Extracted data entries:
* BEGIN *

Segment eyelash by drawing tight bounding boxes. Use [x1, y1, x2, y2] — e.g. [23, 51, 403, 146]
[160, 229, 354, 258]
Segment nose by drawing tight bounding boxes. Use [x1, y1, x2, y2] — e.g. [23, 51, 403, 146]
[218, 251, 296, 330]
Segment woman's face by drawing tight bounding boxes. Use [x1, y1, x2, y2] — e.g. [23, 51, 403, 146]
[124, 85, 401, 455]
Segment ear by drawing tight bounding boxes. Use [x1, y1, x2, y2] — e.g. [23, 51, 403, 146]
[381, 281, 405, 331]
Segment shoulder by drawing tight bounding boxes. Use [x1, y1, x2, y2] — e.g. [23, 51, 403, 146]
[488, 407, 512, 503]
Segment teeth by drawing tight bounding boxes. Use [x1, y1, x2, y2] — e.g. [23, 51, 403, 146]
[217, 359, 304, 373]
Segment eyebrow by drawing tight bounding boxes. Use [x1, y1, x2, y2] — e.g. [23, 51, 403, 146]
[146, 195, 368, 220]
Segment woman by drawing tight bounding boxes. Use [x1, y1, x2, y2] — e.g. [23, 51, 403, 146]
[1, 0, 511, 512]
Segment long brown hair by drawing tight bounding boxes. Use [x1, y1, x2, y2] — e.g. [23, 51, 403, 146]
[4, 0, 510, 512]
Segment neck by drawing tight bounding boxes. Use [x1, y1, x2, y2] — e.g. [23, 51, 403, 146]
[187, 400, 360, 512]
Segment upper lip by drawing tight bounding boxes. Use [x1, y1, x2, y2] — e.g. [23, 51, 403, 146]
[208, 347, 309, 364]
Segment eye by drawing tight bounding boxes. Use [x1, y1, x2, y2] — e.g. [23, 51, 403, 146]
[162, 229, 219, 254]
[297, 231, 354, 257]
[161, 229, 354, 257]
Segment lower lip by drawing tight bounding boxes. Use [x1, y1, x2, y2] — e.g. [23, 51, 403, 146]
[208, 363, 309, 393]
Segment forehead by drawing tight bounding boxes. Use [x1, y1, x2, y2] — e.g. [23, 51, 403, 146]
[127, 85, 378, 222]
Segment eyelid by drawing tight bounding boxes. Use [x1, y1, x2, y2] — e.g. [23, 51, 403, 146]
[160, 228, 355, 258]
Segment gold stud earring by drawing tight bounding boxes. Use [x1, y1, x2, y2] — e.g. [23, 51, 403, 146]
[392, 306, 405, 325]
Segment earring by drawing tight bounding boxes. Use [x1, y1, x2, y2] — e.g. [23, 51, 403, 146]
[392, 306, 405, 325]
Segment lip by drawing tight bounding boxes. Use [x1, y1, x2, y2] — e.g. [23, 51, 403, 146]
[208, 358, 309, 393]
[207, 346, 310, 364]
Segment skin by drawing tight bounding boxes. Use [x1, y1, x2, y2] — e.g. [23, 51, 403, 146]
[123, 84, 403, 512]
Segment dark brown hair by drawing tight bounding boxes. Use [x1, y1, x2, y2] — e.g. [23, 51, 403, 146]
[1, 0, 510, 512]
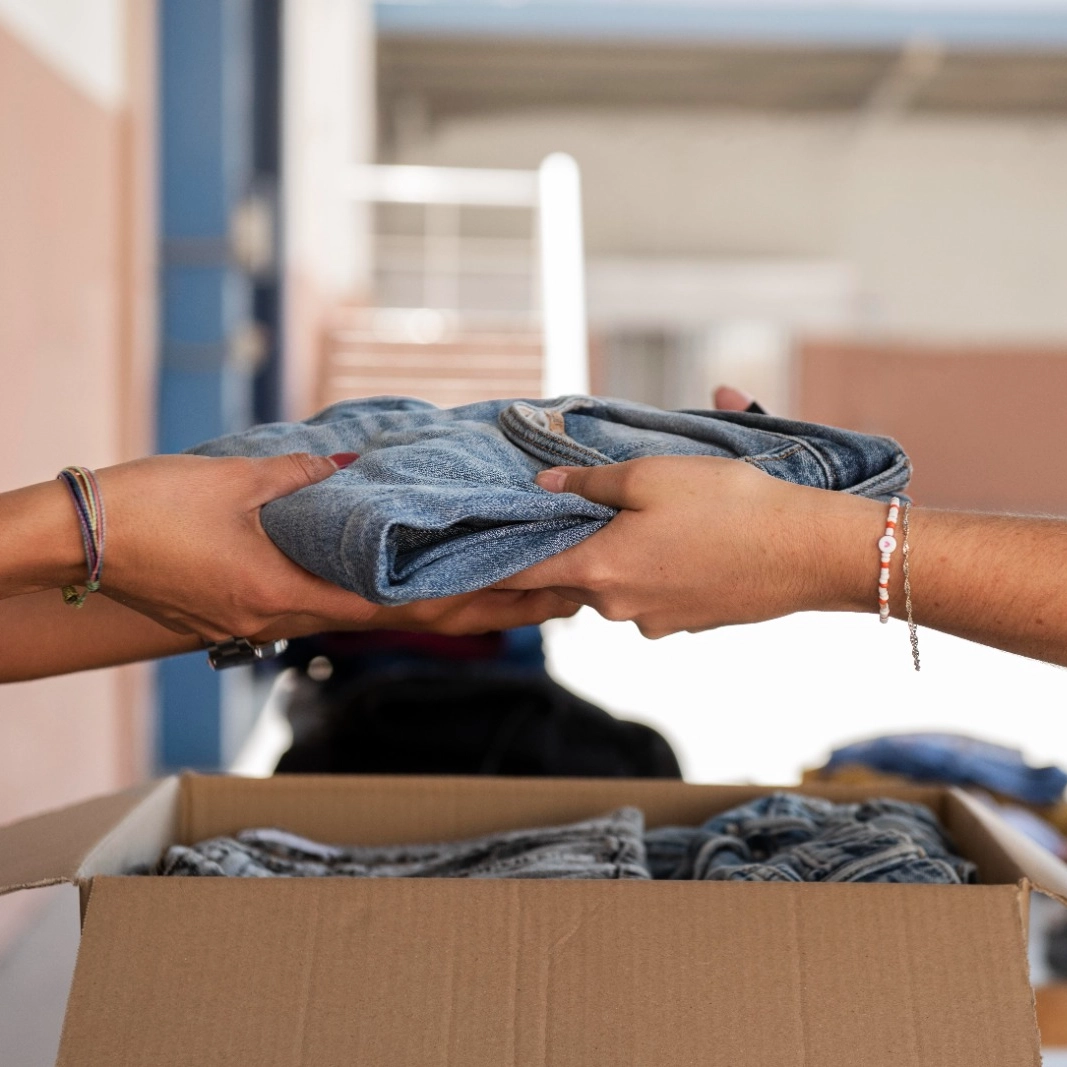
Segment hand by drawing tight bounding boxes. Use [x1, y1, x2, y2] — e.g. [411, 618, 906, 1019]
[497, 457, 885, 637]
[91, 453, 386, 641]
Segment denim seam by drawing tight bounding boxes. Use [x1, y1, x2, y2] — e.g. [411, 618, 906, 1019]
[499, 408, 611, 466]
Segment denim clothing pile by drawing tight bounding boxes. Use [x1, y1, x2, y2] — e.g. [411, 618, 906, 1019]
[824, 733, 1067, 805]
[644, 793, 976, 885]
[192, 396, 911, 604]
[144, 793, 976, 885]
[153, 808, 649, 878]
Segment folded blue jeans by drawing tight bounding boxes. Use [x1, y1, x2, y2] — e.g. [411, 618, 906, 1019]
[644, 793, 976, 885]
[146, 793, 976, 885]
[153, 808, 649, 878]
[191, 396, 911, 604]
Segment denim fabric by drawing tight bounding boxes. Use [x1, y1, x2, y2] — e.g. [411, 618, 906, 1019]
[826, 733, 1067, 805]
[144, 793, 976, 885]
[192, 396, 911, 604]
[153, 808, 649, 878]
[644, 793, 976, 885]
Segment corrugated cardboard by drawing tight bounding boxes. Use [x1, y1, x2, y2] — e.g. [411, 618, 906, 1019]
[0, 776, 1054, 1067]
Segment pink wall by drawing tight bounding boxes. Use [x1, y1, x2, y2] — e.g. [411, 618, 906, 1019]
[0, 8, 154, 949]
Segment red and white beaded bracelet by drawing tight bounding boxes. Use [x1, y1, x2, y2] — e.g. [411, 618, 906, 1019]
[878, 496, 901, 622]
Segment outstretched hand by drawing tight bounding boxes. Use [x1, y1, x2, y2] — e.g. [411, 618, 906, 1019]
[97, 453, 575, 641]
[497, 457, 885, 637]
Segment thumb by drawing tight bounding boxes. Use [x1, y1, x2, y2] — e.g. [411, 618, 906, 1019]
[536, 462, 637, 509]
[256, 452, 357, 504]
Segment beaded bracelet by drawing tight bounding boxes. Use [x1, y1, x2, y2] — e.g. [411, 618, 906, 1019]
[878, 496, 901, 622]
[55, 466, 106, 607]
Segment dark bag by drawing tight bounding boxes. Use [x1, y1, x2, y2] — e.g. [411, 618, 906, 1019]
[276, 664, 681, 778]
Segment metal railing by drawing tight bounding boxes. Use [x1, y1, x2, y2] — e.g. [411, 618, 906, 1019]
[345, 153, 589, 396]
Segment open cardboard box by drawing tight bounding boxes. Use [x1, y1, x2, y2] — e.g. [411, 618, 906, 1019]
[0, 775, 1067, 1067]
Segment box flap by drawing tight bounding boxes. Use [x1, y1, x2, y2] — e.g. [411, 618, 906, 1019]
[942, 790, 1067, 904]
[59, 877, 1039, 1067]
[0, 778, 178, 895]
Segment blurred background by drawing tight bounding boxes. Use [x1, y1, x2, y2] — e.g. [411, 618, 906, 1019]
[0, 0, 1067, 1058]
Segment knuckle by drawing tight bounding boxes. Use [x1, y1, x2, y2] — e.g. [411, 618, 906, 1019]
[598, 600, 633, 622]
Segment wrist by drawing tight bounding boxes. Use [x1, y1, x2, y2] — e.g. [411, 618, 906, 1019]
[0, 481, 86, 596]
[814, 493, 899, 612]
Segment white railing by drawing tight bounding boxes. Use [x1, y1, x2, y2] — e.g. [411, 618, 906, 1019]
[345, 153, 589, 396]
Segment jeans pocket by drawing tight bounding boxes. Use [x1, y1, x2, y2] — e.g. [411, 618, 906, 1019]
[497, 397, 615, 466]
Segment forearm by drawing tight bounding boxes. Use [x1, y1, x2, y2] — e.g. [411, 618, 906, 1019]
[0, 589, 200, 683]
[823, 501, 1067, 666]
[0, 481, 86, 600]
[890, 510, 1067, 666]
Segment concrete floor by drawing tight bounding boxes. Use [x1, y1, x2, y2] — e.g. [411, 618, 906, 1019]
[0, 886, 79, 1067]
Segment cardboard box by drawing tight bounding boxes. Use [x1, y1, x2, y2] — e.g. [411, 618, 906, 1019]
[0, 776, 1067, 1067]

* END *

_Exercise instructions_
Please render every line of the rows above as a JSON list of strings, one string per line, skipping blank lines and leaving the pictures out.

_Response_
[
  "Segment eyelash by drawing tight bounding boxes. Use [x1, y1, x2, y2] — e.g. [23, 51, 403, 146]",
  "[160, 229, 354, 258]",
  "Segment nose by drawing tight bounding boxes. Use [x1, y1, x2, y2] — e.g. [23, 51, 403, 146]",
  "[218, 251, 296, 330]",
  "Segment woman's face by drawing tight bounding boxes. Use [x1, y1, x2, y2] — e.g. [23, 51, 403, 146]",
  "[124, 85, 401, 455]",
  "Segment ear by drawing tight bounding boxes. Use [x1, y1, x2, y2] — e.g. [23, 51, 403, 146]",
  "[381, 281, 405, 331]",
  "Segment shoulder by drawing tight bounding boxes. Use [x1, y1, x2, y2] — e.g. [23, 51, 403, 146]",
  "[488, 407, 512, 503]",
  "Segment teeth by drawing tight bounding boxes. Use [x1, y1, x2, y2] — e.g. [23, 51, 403, 146]",
  "[217, 359, 304, 373]",
  "Segment eyebrow by drawing tight bounding boxes. Use [x1, y1, x2, y2] — e.g. [23, 51, 403, 146]",
  "[146, 195, 368, 220]",
  "Segment woman by drawing tight bounding boxes. Use [x1, y1, x2, y2] — e.g. [23, 51, 403, 146]",
  "[1, 0, 511, 512]",
  "Segment long brown hair by drawing tight bounding boxes. Use [x1, y1, x2, y2] — e.g. [23, 51, 403, 146]",
  "[4, 0, 510, 512]",
  "Segment neck by drawing tight bounding boxes. Use [x1, y1, x2, y2] — e.g. [23, 51, 403, 146]",
  "[187, 400, 360, 512]",
  "Segment upper lip by drawing tight bounding boxes. Use [x1, y1, x2, y2] — e.g. [23, 51, 403, 146]",
  "[208, 347, 309, 364]",
  "Segment eye by drawing tight bounding boxes. Use [x1, y1, x2, y2] — e.g. [23, 51, 403, 146]",
  "[162, 229, 219, 254]",
  "[297, 231, 354, 257]",
  "[161, 229, 354, 257]",
  "Segment lower lip by drawing tight bounding boxes. Use [x1, y1, x2, y2] — e.g. [23, 51, 403, 146]",
  "[208, 363, 309, 393]",
  "Segment forehead by drawing tight bounding boxes. Use [x1, y1, x2, y2] — e.g. [23, 51, 403, 146]",
  "[127, 85, 378, 222]",
  "Segment eyelid by drawing tight bounding boxes. Use [x1, y1, x2, y2] — e.g. [23, 51, 403, 146]",
  "[160, 228, 355, 258]",
  "Segment gold stud earring by drawing tight bounding boxes. Use [x1, y1, x2, y2] — e.g. [23, 51, 403, 146]",
  "[392, 306, 405, 325]",
  "Segment earring by drawing tight bounding boxes. Use [x1, y1, x2, y2] — e.g. [23, 51, 403, 146]",
  "[392, 306, 405, 325]",
  "Segment lip by drawing tight bounding boxes. Use [x1, y1, x2, y2] — e.g. [23, 51, 403, 146]",
  "[208, 358, 309, 393]",
  "[207, 346, 310, 364]",
  "Segment skin by drawing tight bounding boxes. Use [x1, y1, x2, y2] — e.g. [23, 51, 403, 146]",
  "[123, 84, 403, 512]",
  "Segment dark brown hair by drawing tight bounding boxes. Use [x1, y1, x2, y2] — e.g. [23, 51, 403, 146]",
  "[1, 0, 510, 512]",
  "Segment hand by drawing tight bounding boxes. Use [x1, y1, x2, y2] — e.g. [411, 618, 906, 1019]",
  "[497, 457, 885, 637]",
  "[91, 453, 386, 641]",
  "Segment denim seam by drawing tight bounding boxes. Use [x1, y1, x2, y2] — e.g. [411, 618, 906, 1019]",
  "[499, 408, 611, 466]",
  "Segment denim clothing pile by drawing tight bounding boxes. Use [x1, y1, x2, y2] — e.g. [411, 618, 906, 1019]",
  "[824, 733, 1067, 805]",
  "[644, 793, 976, 885]",
  "[192, 396, 911, 604]",
  "[144, 793, 976, 885]",
  "[153, 808, 649, 878]",
  "Segment folded blue jeans by drawing tight bounding boxes. Use [x1, y1, x2, y2] — e.g. [411, 618, 906, 1019]",
  "[644, 793, 976, 885]",
  "[146, 793, 976, 885]",
  "[153, 808, 649, 878]",
  "[191, 396, 911, 604]",
  "Segment denim fabric by drawing tight bounding boxes. Use [x1, y1, x2, y2] — e.g. [411, 618, 906, 1019]",
  "[826, 733, 1067, 805]",
  "[144, 793, 976, 885]",
  "[192, 396, 911, 604]",
  "[153, 808, 649, 878]",
  "[644, 793, 976, 885]",
  "Segment corrugated cardboard by drawing tight bounding boxes. Use [x1, y1, x2, y2] — e.g. [411, 618, 906, 1019]",
  "[0, 776, 1054, 1067]",
  "Segment pink wall by drawing tight bounding boxes. Use [x1, y1, x2, y2] — e.g. [411, 618, 906, 1019]",
  "[0, 8, 154, 949]",
  "Segment red and white beaded bracelet by drawing tight bounding boxes. Use [x1, y1, x2, y2] — e.g. [411, 618, 906, 1019]",
  "[878, 496, 901, 622]",
  "Segment outstretched hand by drawing tight bounding boxes. Use [x1, y1, x2, y2] — e.g. [411, 618, 906, 1019]",
  "[97, 453, 575, 641]",
  "[497, 457, 885, 637]",
  "Segment thumb by drawing tight bounding boxes. Use [x1, y1, x2, y2] — e.g. [411, 618, 906, 1019]",
  "[536, 462, 637, 509]",
  "[256, 452, 357, 504]",
  "Segment beaded bracelet by drawing tight bounding boxes. Use [x1, y1, x2, y2] — e.g. [411, 618, 906, 1019]",
  "[878, 496, 901, 622]",
  "[55, 466, 106, 607]",
  "Segment dark bag by drawing tight bounding boxes. Use [x1, y1, x2, y2] — e.g. [411, 618, 906, 1019]",
  "[276, 664, 681, 778]",
  "Segment metal railing by drawing tight bounding boxes. Use [x1, y1, x2, y2] — e.g. [411, 618, 906, 1019]",
  "[345, 153, 589, 396]",
  "Segment open cardboard box by drawing tight bounding boxes. Use [x1, y1, x2, y2] — e.g. [411, 618, 906, 1019]",
  "[0, 775, 1067, 1067]",
  "Segment box flap by drawing tight bounding boxes. Use [x1, y1, x2, y2] — e.g. [411, 618, 906, 1019]",
  "[942, 790, 1067, 904]",
  "[59, 877, 1039, 1067]",
  "[0, 778, 178, 895]",
  "Segment blurred background by drawing tight bounding boxes. Use [x1, y1, x2, y2] — e.g. [411, 618, 906, 1019]",
  "[0, 0, 1067, 1058]",
  "Segment knuckle by drawing tight bounding boxes. Use [x1, y1, x2, y2] — e.g. [411, 618, 906, 1019]",
  "[598, 600, 633, 622]",
  "Segment wrist by drawing tight bounding boxes. Use [x1, y1, x2, y2] — e.g. [411, 618, 906, 1019]",
  "[0, 481, 86, 596]",
  "[814, 493, 899, 612]",
  "Segment white railing by drawing tight bounding boxes. Use [x1, y1, x2, y2] — e.g. [411, 618, 906, 1019]",
  "[345, 153, 589, 396]",
  "Segment jeans pocket by drawing tight bounding boxes. Use [x1, y1, x2, y2] — e.g. [411, 618, 906, 1019]",
  "[497, 397, 615, 466]",
  "Segment forearm by drawing tight bounding boxes. Use [x1, y1, x2, y2] — e.g. [411, 618, 906, 1019]",
  "[0, 589, 200, 683]",
  "[823, 501, 1067, 666]",
  "[0, 481, 86, 600]",
  "[890, 510, 1067, 666]",
  "Segment concrete floor by drawing tight bounding boxes. Use [x1, y1, x2, y2] — e.g. [411, 618, 906, 1019]",
  "[0, 886, 79, 1067]",
  "Segment cardboard box by drawing tight bounding boxes. Use [x1, y1, x2, y2] — e.g. [411, 618, 906, 1019]",
  "[0, 776, 1067, 1067]"
]